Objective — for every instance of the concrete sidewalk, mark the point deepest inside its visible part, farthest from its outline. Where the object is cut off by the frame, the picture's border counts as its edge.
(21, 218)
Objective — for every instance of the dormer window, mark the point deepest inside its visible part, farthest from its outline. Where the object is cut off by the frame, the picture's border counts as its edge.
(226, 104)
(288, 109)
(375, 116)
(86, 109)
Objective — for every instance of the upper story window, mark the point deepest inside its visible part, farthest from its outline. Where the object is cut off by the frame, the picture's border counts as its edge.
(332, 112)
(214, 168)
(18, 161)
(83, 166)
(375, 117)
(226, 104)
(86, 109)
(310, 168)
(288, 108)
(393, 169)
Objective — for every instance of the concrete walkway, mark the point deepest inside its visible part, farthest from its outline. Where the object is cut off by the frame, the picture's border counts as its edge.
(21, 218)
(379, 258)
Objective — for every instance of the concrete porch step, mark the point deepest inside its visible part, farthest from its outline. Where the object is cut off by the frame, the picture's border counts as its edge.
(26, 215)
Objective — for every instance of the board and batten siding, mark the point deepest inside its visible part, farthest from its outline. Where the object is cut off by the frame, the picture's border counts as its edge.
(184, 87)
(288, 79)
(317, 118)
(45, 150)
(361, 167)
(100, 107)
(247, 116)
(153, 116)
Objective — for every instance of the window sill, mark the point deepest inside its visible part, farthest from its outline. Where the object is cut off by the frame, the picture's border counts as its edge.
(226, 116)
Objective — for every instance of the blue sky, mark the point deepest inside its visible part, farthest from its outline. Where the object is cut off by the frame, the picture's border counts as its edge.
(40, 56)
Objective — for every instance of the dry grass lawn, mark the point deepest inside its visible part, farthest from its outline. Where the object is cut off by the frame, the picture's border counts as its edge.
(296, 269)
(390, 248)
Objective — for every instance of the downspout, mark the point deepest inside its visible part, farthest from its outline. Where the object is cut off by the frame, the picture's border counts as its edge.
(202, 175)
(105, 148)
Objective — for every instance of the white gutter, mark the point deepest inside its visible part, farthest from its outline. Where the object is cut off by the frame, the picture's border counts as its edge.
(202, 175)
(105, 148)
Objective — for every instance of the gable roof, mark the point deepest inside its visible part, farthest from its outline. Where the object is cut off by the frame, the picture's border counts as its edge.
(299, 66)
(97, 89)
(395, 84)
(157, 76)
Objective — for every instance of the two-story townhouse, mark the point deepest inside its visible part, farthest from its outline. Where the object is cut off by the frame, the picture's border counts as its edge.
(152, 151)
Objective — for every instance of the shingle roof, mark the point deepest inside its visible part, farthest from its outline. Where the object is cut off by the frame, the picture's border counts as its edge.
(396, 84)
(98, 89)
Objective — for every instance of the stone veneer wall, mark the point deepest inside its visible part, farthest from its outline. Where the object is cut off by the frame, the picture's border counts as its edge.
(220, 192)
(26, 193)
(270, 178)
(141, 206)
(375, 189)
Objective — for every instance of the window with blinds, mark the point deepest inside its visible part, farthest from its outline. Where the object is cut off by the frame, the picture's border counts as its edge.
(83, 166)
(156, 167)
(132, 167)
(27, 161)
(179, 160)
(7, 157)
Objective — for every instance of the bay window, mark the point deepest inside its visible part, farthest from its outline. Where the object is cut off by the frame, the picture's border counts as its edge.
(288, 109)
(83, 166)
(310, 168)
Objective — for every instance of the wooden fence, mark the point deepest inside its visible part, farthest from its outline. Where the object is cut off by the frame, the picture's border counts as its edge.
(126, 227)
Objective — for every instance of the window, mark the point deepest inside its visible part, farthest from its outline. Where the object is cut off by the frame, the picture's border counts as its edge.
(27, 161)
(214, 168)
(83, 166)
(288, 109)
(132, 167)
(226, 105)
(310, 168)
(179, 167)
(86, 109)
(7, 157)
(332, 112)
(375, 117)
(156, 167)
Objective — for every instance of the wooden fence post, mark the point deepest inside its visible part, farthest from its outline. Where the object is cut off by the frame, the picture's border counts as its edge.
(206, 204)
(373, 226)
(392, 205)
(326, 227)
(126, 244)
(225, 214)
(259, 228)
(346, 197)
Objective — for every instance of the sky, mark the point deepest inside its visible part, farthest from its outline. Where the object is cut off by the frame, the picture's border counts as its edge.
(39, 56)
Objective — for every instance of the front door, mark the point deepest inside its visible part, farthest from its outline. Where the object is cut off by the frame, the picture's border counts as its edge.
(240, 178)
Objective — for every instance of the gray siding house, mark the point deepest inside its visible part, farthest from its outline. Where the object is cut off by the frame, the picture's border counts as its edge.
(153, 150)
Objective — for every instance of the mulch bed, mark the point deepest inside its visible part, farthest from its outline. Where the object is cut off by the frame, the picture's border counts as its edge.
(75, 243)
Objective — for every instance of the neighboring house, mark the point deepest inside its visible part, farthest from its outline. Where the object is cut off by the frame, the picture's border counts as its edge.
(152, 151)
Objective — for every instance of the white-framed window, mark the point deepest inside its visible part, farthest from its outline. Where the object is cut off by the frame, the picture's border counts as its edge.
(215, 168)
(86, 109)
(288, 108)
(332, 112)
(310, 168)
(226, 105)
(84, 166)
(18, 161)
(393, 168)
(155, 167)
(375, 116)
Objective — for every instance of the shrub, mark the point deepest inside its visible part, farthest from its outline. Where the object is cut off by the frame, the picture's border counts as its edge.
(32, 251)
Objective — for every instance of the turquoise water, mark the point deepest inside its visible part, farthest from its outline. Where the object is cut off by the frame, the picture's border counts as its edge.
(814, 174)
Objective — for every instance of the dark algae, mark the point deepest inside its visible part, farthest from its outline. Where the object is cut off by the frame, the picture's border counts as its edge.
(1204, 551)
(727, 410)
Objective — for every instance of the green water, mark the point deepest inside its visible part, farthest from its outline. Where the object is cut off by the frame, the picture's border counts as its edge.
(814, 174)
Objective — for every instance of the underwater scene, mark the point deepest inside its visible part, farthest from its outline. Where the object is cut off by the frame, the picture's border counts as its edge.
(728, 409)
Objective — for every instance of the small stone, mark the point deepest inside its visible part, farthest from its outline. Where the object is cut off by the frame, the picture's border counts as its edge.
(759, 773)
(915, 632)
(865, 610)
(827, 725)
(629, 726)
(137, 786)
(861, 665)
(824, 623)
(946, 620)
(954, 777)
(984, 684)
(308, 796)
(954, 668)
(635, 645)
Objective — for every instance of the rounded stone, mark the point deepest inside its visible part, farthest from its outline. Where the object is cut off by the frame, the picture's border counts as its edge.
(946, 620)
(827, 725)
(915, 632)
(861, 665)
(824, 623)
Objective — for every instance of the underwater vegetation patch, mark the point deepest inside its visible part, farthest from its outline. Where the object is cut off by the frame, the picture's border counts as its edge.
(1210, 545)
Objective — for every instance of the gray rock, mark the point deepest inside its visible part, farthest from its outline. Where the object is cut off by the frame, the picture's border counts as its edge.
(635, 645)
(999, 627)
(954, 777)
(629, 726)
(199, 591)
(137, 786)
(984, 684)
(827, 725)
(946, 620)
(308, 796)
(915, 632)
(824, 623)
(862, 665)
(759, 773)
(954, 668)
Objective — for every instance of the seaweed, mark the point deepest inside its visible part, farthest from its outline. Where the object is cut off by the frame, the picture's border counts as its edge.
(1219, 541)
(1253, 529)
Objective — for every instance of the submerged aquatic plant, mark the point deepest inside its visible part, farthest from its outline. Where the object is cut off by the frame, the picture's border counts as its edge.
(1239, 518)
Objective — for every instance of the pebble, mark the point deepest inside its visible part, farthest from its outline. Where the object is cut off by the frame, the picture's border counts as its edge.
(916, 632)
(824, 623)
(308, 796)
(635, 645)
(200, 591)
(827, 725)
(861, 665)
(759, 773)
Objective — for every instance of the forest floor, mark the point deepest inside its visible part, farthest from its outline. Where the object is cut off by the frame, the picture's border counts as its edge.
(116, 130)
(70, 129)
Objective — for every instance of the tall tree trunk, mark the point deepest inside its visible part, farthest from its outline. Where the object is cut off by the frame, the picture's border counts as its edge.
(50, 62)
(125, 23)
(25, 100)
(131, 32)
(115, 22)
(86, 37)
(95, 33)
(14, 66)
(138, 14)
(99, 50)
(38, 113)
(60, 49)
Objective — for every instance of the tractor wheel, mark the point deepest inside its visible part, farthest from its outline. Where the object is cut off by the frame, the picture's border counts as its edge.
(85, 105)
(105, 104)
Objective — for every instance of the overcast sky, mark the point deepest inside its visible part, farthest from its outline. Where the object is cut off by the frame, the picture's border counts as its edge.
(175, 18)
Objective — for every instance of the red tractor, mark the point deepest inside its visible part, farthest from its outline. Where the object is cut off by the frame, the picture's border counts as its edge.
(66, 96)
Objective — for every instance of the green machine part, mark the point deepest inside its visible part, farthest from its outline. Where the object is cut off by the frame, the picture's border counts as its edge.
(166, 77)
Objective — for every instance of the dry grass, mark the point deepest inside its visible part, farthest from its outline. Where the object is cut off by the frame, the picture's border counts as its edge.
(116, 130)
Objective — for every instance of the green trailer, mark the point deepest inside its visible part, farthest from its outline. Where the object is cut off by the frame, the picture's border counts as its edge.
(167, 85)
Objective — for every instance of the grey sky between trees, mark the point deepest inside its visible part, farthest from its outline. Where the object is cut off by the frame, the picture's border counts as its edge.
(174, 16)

● What is being asked: Give back exactly the lines that run from the line with "Objective — for every instance of the dry grass, mark" through the close of the material, counting both ends, and nothing more.

● Solution:
Objective — for every instance of the dry grass, mark the point deepest inside its visible part, farthest from its outline. Where the object is cut off by the frame, the picture's border counts as its edge.
(116, 130)
Objective — for every instance of the green trailer, mark the point deepest inside its visible part, farthest from its outline. Where the object is cut off by the frame, the picture's border counts as its edge.
(167, 85)
Objective — for every instance of the grey sky between trees, mark the point deepest inside its visible part, farthest from its outline. Where the object is cut off by the frame, the picture's border counts as its edge.
(174, 16)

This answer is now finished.